Text provided
+---+
I added DOIs to all journal articles.

* there is a `> Example text below` left in l18

Blimey, well spotted! I've put the Summary there 👍

* the single quotes in the title (`'babette'`) give me a yaml parser error when building the file

I removed these quotes altogether. I've added a Travis CI test to verify that knitr::knit does work on the file.

* l59-61 I think you need to clarify that you are only talking about living species here rather than all species. It's also unclear to me why you say we "should be able to reconstruct" rather than "can reconstruct".

Agreed, I've used to wording you suggested.

* l61-62 I would introduce phylogenies earlier, when showing the primates tree.

I rewrote most of the paper, after which phylogenies are introduced sooner.

* l70-71 I think this sentence is too vague. I would suggest replacing it with "However, constructing a phylogeny is non-trivial, as it requires the researcher to choose how to model the evolutionary process, including..."

Agreed, I've used your more precise wording. Thanks!

* l80-85 This section needs to mention that the 'best' model is always defined in regards to a particular dataset. It's explained later but needs to be made clear earlier.

I have reworded in a such a way to avoid using the word 'best', and it includes that it is dependent on the alignment/dataset:

mcbette is an R package that determines the model with the most
evidence (aka marginal likelihood) for having generated the alignment,
from a set of models.

* l85 I don't think you can reuse this definition of 'best' for phylogenies - what would it mean for a phylogeny to be "simple" ?

Agreed, I removed it. Thanks!

Minor comments

* l49 then -> than

Fixed. Thanks!

* l63 a the -> the

Fixed. Thanks!

  • Add bjoelle to DESCRIPTION as reviewer

Did so.
+---+
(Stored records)
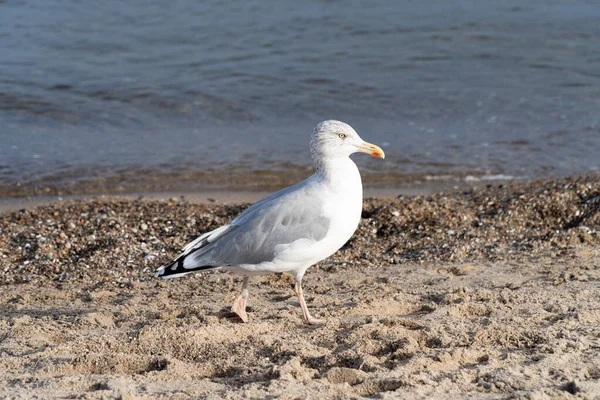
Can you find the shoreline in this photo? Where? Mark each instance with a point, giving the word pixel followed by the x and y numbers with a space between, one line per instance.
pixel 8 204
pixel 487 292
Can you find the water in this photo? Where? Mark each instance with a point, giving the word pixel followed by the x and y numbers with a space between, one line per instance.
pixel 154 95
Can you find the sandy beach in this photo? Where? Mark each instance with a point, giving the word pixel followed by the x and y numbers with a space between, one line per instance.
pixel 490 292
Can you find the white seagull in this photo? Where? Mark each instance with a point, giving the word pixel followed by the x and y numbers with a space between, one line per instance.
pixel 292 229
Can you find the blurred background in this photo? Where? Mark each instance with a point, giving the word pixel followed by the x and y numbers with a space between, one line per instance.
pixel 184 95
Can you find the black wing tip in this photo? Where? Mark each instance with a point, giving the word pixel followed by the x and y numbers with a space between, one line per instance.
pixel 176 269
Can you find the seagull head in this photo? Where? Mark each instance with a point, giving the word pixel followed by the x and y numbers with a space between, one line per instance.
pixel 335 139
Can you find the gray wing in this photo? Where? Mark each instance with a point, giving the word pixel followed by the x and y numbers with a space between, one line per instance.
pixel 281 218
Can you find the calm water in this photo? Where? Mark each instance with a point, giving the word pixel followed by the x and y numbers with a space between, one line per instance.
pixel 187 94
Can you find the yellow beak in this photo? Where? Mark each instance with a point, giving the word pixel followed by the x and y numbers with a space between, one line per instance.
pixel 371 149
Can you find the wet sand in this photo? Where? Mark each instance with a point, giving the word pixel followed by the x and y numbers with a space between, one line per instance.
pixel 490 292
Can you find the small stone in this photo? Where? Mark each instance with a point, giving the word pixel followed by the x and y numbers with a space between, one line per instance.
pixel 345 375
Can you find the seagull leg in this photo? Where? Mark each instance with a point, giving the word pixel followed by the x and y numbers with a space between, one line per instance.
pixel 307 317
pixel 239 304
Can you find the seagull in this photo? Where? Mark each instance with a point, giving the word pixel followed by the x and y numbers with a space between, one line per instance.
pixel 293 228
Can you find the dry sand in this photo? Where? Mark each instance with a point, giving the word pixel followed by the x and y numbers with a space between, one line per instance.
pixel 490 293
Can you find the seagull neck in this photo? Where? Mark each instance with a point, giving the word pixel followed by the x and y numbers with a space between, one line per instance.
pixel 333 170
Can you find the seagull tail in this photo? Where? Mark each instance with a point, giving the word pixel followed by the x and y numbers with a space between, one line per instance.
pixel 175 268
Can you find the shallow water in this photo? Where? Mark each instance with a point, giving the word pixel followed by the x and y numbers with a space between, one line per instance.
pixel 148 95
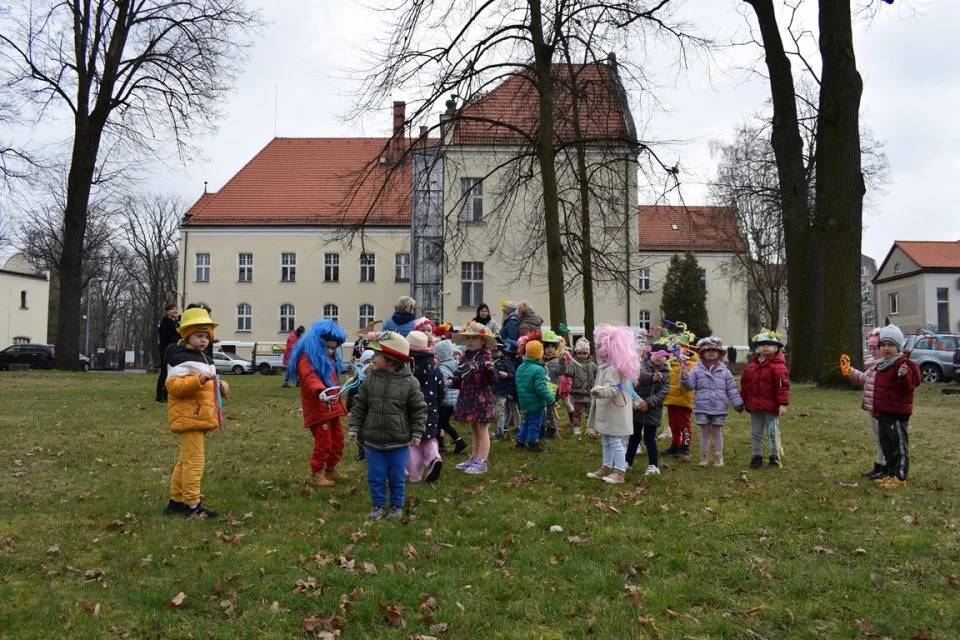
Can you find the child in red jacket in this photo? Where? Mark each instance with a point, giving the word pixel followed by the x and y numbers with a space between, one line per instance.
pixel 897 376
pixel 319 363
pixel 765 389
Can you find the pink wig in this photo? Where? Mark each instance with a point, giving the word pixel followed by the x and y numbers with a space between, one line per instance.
+---+
Task details
Pick up the reply to the mcbette paper review after its final line, "Did so.", and continue it.

Solved problem
@richelbilderbeek
Copy link
Member Author

richelbilderbeek commented May 24, 2020

Second reviewer's reply:

Documentation

The package includes all the following forms of documentation:

[ ] A statement of need clearly stating problems the software is designed to solve and its target audience in README
A statement is present, but I do not think it states the problem clearly enough. What is a "Model Comparison"? The phrase is too generic to give a user a sense of what mcbette intends to solve. Although someone familiar with BEAST can likely guess this for him/herself, it should not be up to the reader to interpret. I don't think the author needs to go into a whole lot of detail, but I'd suggest adding 2-3 more sentences to elaborate on what the point of fitting the models is and why the models are being compared at the top of the readme where the package is introduced. There's a few sentences in the paper.md that achieve this nicely, so I suggest just incorporating them here as well. I'd also rephrase "solve a common problem" in the Example section to give an explanation of what the problem in the example is and why it is being solved. Again, I anticipate that a user of this package will likely know how all this works. Rather, the point here is to make it more immediately clear what mcbette does when a user first encounters the package.

Indeed, it was a bit concise. I have rephrased this as such:

mcbette allows for doing a Model Comparison using babette (hence the name),
that is, given a (say, DNA) alignment, it compares multiple phylogenetic inference
models to find the model that is likeliest to generate that alignment.
With this, one can find the phylogenetic inference model that is
simple enough, but not too simple.

To do so, mcbette uses babette [Bilderbeek and Etienne, 2018] with the addition
of using the BEAST2 [Bouckaert et al., 2019] nested sampling package
as described in [Russell et al., 2019].

[x] Installation instructions: for the development version of package and any non-standard dependencies in README
In contrast to the other reviewer, I did not encounter any issues with installation or running code (macOS 10.15.4).

Great!

[x] Vignette(s) demonstrating major functionality that runs successfully locally
Great work! Nice explanation of a clear example. I'll suggest linking this on the readme too as it is very helpful for understanding what the package does and how it works.

Great!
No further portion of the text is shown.